= Selected passage =
Bruce Lee: The Curse of the Dragon is a 1993 documentary film about Bruce Lee. The film includes interviews from some of his fellow students and opponents who worked alongside him in his movies. The film is directed by Tom Kuhn and Fred Weintraub and written by Davis Miller, author of the books My Dinner with Ali and The Tao of Bruce Lee.

Interviews
Curse of the Dragon contains interviews from the following people:
Chuck Norris, who trained with Lee and starred in Way of the Dragon as Lee's final opponent.
Dan Inosanto, a student of Bruce Lee who appeared in Game of Death as an opponent of Lee.
Kareem Abdul-Jabbar, a professional basketball player and student of Lee who also appeared in Game of Death as Lee's final opponent.

= Given information =
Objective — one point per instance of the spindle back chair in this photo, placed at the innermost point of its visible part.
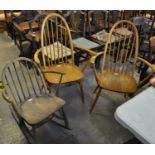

= Given exercise =
Can you reproduce the Bruce Lee documentary text above word for word, from start to finish?

= Completed exercise =
Bruce Lee: The Curse of the Dragon is a 1993 documentary film about Bruce Lee. The film includes interviews from some of his fellow students and opponents who worked alongside him in his movies. The film is directed by Tom Kuhn and Fred Weintraub and written by Davis Miller, author of the books My Dinner with Ali and The Tao of Bruce Lee.

Interviews
Curse of the Dragon contains interviews from the following people:
Chuck Norris, who trained with Lee and starred in Way of the Dragon as Lee's final opponent.
Dan Inosanto, a student of Bruce Lee who appeared in Game of Death as an opponent of Lee.
Kareem Abdul-Jabbar, a professional basketball player and student of Lee who also appeared in Game of Death as Lee's final opponent.